Select Committee on Transport Written Evidence


Supplementary memorandum by Network Rail (FOR 57C)

THE FUTURE OF THE RAILWAY

  Thank you for the opportunity to attend and give evidence to the Transport Select Committee on 7 January 2004.

  Network Rail has been asked to provide additional information to assist the Committee with its review, this information is summarised below.

1.  NETWORK RAIL RAILWAY SAFETY CASE

  The Railway Safety Case is assessed and approved by HSE who are also responsible for enforcing its compliance through local and national inspectors. The Railway Safety Case Regulations dictate that each Railway Safety Case is subject to a review every three years (known as the triennial review). This requires each Safety Case holder to undertake a fundamental review of their Safety Case and propose enhancements to reflect changes to risk, enhancements to risk control measures and general improvements. The changes are then reviewed and approved by HSE.

  In addition to the above, Safety Case holders are required to operate an internal change control procedure to ensure any significant changes (such as organisation, risk control, scope), are reviewed and validated before implementation. Significant or material changes also need to be approved by HSE before implemented.

2.  NETWORK RAIL SAFETY DIRECTORATE BUDGET

  The basic day to day operating budget for Network Rail's Safety Department in 2003-04 is £59 million. However, this must be put in the context that a large proportion of the company's total resource is devoted to delivering a safe and efficient railway.

  The breakdown is as follows:

                —  Headquarters £15.5 million          —  Regions & Railway Estates £3.0 million          —  HMRI1 £4.4 million          —  British Transport Police1 £36.5 million £59.4 million

Note  1  Network Rail is required to fund a significant element of the total HMRI and British Transport Police operational costs.

  In addition, Network Rail has a Company Safety and Environmental Plan which sets out objectives and actions to improve health, safety and environment, performance. The 2003-04 Plan, has £82.7 million of capital funding which includes £39 million to complete installation of TPWS. Other main expenditure is on Level Crossing enhancement, Cat A SPAD mitigation, installation of Automatic Track Warning Systems, treatment for contaminated land, pollution prevention work at depots and fire safety controls.

▶ **Given problem 1**
Put the lines of the entries, from the start of the entries up to and including the line containing "874], [1128, 889]]", into a JSON list of strings with one string per line. Skip blank lines and omit the pictures.

Excerpts of annotation records
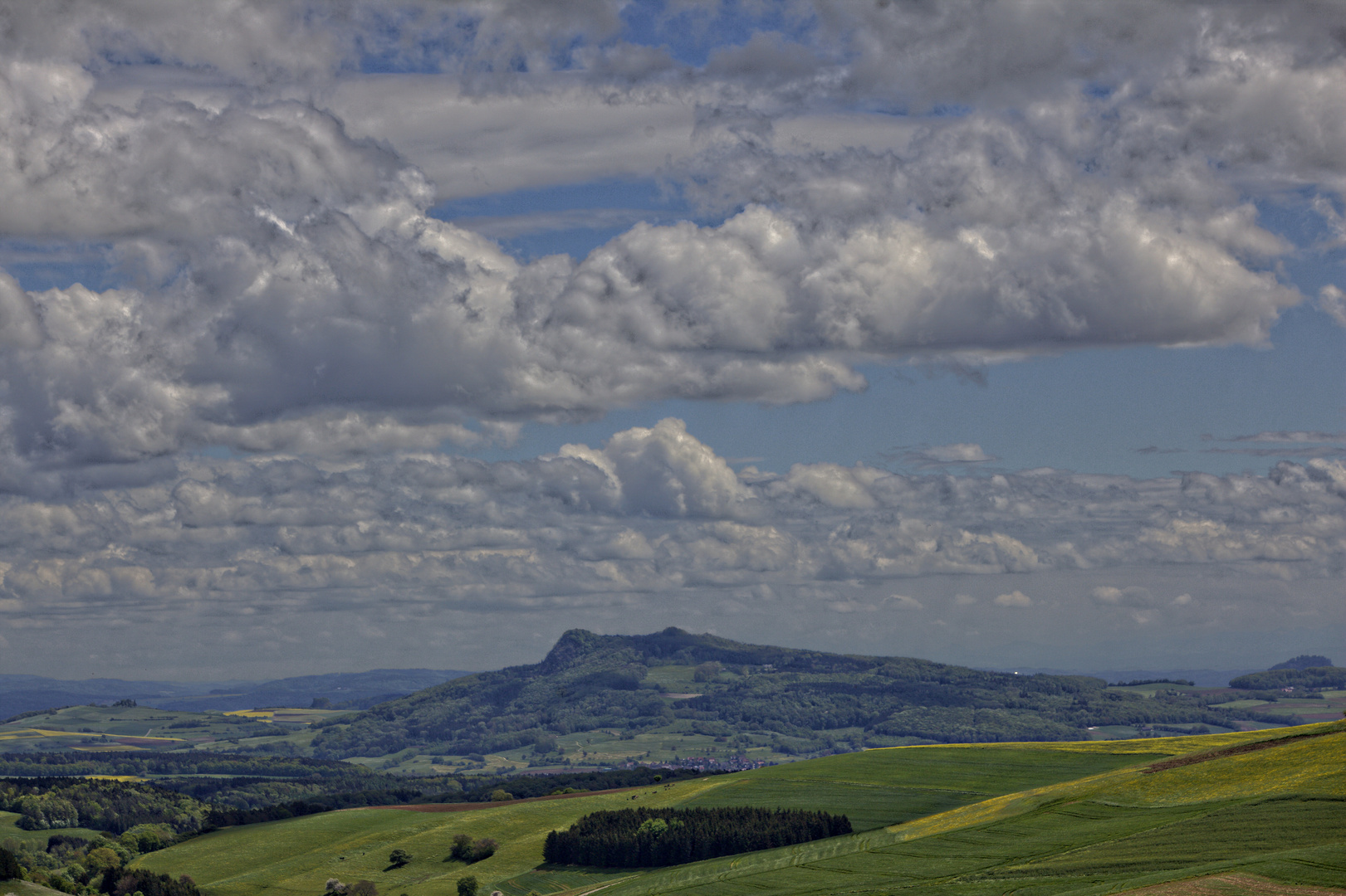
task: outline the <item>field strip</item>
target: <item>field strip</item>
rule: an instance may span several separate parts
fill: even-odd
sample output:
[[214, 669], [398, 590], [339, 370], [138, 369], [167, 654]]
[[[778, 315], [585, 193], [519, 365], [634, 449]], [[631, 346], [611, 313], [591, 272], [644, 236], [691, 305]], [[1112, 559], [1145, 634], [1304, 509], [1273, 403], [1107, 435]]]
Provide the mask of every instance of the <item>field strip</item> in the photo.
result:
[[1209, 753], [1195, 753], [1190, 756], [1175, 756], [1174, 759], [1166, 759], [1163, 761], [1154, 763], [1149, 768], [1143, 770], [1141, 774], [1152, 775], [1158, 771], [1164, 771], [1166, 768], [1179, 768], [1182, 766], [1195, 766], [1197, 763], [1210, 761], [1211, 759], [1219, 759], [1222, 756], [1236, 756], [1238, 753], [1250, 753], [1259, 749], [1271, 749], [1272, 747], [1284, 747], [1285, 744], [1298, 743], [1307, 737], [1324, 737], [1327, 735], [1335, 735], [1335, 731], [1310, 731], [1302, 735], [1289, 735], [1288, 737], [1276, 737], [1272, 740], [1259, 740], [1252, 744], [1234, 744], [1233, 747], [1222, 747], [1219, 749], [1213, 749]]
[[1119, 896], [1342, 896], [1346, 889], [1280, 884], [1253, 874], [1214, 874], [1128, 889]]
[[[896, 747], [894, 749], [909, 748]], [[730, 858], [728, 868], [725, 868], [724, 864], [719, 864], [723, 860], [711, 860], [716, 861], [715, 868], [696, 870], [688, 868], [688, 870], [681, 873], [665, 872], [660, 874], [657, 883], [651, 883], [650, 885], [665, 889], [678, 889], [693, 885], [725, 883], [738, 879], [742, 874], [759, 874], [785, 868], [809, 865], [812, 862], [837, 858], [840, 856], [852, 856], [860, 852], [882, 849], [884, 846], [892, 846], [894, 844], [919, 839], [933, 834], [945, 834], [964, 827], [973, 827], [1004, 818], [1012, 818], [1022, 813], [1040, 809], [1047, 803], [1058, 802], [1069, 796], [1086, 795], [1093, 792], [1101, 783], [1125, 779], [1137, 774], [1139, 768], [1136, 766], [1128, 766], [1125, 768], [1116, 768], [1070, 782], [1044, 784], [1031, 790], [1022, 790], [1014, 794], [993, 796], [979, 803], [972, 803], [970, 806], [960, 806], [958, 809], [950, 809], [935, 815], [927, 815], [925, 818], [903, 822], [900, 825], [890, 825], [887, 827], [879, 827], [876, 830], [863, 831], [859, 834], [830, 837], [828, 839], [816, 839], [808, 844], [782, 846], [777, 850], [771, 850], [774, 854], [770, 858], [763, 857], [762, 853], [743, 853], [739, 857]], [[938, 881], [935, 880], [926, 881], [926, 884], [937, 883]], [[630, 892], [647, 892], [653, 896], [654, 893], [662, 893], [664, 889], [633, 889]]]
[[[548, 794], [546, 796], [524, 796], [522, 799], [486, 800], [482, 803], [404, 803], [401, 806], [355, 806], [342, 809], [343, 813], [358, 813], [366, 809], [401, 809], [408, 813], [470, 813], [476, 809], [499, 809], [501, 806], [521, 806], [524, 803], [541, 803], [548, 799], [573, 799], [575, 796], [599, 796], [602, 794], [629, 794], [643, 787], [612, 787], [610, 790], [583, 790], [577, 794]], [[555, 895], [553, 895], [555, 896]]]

▶ **Given problem 2**
In the Network Rail memorandum, copy the passage from "THE FUTURE OF" up to and including "approved by HSE.", changing "triennial review" to "three-yearly review".

▶ **Exercise solution 1**
[
  "task: outline the <item>field strip</item>",
  "target: <item>field strip</item>",
  "rule: an instance may span several separate parts",
  "fill: even-odd",
  "sample output:",
  "[[214, 669], [398, 590], [339, 370], [138, 369], [167, 654]]",
  "[[[778, 315], [585, 193], [519, 365], [634, 449]], [[631, 346], [611, 313], [591, 272], [644, 236], [691, 305]], [[1112, 559], [1145, 634], [1304, 509], [1273, 403], [1107, 435]]]",
  "Provide the mask of every instance of the <item>field strip</item> in the photo.",
  "result:",
  "[[1209, 753], [1195, 753], [1190, 756], [1175, 756], [1174, 759], [1166, 759], [1163, 761], [1154, 763], [1149, 768], [1143, 770], [1141, 774], [1152, 775], [1158, 771], [1164, 771], [1166, 768], [1179, 768], [1182, 766], [1195, 766], [1197, 763], [1210, 761], [1211, 759], [1219, 759], [1222, 756], [1236, 756], [1238, 753], [1250, 753], [1259, 749], [1271, 749], [1272, 747], [1284, 747], [1285, 744], [1298, 743], [1307, 737], [1324, 737], [1327, 735], [1335, 735], [1335, 731], [1310, 731], [1302, 735], [1289, 735], [1288, 737], [1276, 737], [1272, 740], [1259, 740], [1252, 744], [1234, 744], [1233, 747], [1222, 747], [1219, 749], [1213, 749]]",
  "[[1119, 896], [1342, 896], [1346, 889], [1280, 884], [1253, 874], [1214, 874], [1128, 889]]"
]

▶ **Exercise solution 2**
THE FUTURE OF THE RAILWAY

  Thank you for the opportunity to attend and give evidence to the Transport Select Committee on 7 January 2004.

  Network Rail has been asked to provide additional information to assist the Committee with its review, this information is summarised below.

1.  NETWORK RAIL RAILWAY SAFETY CASE

  The Railway Safety Case is assessed and approved by HSE who are also responsible for enforcing its compliance through local and national inspectors. The Railway Safety Case Regulations dictate that each Railway Safety Case is subject to a review every three years (known as the three-yearly review). This requires each Safety Case holder to undertake a fundamental review of their Safety Case and propose enhancements to reflect changes to risk, enhancements to risk control measures and general improvements. The changes are then reviewed and approved by HSE.